A word-for-word restatement of every entry is what is needed here.

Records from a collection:
★ ★ ★ ★ ★ ★ ★
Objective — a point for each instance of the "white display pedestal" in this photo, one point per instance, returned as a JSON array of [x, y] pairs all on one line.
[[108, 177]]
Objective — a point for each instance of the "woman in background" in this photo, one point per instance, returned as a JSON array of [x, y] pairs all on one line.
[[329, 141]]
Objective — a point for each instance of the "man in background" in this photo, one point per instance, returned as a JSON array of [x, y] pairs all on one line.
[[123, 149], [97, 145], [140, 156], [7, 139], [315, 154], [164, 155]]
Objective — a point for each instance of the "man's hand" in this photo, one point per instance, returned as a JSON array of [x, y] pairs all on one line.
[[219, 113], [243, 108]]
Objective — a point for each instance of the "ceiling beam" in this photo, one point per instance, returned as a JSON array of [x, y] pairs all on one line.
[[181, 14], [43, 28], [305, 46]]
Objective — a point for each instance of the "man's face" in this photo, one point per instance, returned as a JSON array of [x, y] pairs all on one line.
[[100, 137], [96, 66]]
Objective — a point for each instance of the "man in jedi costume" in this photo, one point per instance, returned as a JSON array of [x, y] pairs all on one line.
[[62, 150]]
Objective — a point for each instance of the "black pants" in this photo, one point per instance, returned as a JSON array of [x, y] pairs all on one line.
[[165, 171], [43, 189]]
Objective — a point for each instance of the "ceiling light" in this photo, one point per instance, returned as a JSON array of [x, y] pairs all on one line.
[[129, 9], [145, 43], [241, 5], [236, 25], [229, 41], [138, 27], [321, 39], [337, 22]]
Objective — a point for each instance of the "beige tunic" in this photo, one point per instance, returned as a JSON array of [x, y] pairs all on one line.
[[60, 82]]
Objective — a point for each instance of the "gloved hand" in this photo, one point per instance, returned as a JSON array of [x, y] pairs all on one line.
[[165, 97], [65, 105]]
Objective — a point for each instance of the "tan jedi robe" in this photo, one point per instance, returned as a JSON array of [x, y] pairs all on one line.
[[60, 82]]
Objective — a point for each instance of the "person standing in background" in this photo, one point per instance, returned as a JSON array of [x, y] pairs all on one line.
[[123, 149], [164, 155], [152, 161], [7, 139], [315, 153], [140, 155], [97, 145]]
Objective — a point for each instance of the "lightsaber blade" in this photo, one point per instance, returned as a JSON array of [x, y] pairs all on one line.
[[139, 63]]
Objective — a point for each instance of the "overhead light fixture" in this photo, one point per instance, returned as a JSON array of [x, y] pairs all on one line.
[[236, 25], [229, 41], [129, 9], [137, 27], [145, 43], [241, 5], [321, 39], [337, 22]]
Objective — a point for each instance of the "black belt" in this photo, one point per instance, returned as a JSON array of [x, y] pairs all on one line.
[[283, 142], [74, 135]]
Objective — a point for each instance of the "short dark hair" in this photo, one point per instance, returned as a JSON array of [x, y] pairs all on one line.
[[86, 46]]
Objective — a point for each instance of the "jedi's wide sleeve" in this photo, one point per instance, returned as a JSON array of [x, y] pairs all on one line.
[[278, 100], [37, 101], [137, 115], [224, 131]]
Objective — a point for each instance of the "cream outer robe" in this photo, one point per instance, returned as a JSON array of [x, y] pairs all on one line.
★ ★ ★ ★ ★ ★ ★
### RESULT OF THE EXERCISE
Objective — a point for each instance of the "white display pedestal" in this photo, one point per instance, returned as a JSON array of [x, y] pairs all on one line.
[[108, 177]]
Objective — a point for each instance of the "woman in background" in this photo, one point per instance, returned as a JSON array of [x, y] pairs all on one line.
[[329, 141]]
Objective — a point for each instance of the "man in background" in this photo, one point per instance, returned as a JSON array of [x, y] pairs all on one line.
[[123, 149], [97, 145], [140, 156], [7, 139], [315, 154], [164, 155]]
Objective — a point for each instance of the "man's hand" in this photo, one point per instance, returned as a JSON array of [x, y] pairs all on one line.
[[219, 113], [243, 108]]
Objective — a point for each instance of the "ceiling beam" in this photo, one point per instance, returned as a JSON array of [x, y] pairs all on one line.
[[181, 14], [43, 28], [305, 46]]
Objective — a point for each instance of the "man's face" in this photo, one point per instance, returned as a JSON array of [x, y] pairs all on one line.
[[100, 137], [96, 66]]
Objective — a point for each instance of the "man in jedi costume" in this photo, one point per instance, returned as a JSON array of [x, y] pairs all on one line.
[[62, 150]]
Objective — a point for each instance of the "black pants" in this photo, one point per instance, returned as a JSON array of [x, y] pairs all on one line.
[[165, 171], [43, 189]]
Objective — a point for each instance of the "ceiling light" in this photo, one point per instance, returned as a JSON array of [x, y] pairs all on one line.
[[129, 9], [145, 43], [241, 5], [236, 25], [229, 41], [138, 27], [321, 39], [337, 22]]
Objective — a point for each instance of the "beige tunic" in this photo, one point per instance, returned as a JSON array of [x, y] pairs all on one line.
[[60, 82]]
Objective — a point for each instance of the "gloved hand" in this photo, one point per instance, returned as a JSON array of [x, y] pairs all on one line.
[[165, 97], [65, 105]]
Objective — a point for each instance of the "tan jedi robe" in this photo, one point per instance, returned as a JSON array of [x, y] pairs all on one line.
[[60, 82]]
Objective — a point for each instance of the "person standing in background" in this photo, one point per instance, returned as a JSON array of [x, y] pairs all on one line.
[[123, 149], [164, 155], [152, 161], [7, 139], [315, 153], [140, 155], [97, 145]]
Objective — a point for each instance of the "lightsaber blade" in this photo, one point per instance, returned as a JSON array of [x, y] pairs all on one line.
[[139, 63]]
Objective — a point for each instance of the "overhead light fixture" in this photo, one point per instance, returned as a JSON array of [x, y] pairs all on one line.
[[236, 25], [229, 41], [129, 9], [137, 27], [145, 43], [241, 5], [321, 39], [337, 22]]
Objective — a point for each instance of the "black belt" in this photo, one point per instance, returned as a JSON array of [x, y] pairs all on one line.
[[283, 142], [74, 135]]
Objective — a point for each instance of the "short dark hair" in this photo, one point per instance, returned as a JSON array of [x, y] pairs all on one line.
[[86, 46]]
Objective — a point for each instance of the "jedi's wide sleeve" in this photo, one point per instance, returned as a JSON array of [x, y] pairs all on one line.
[[278, 100], [37, 101], [137, 115], [224, 131]]
Objective — a point for each instance of the "cream outer robe" in this photo, one point per instance, returned as a JSON array of [x, y] pairs all on one line.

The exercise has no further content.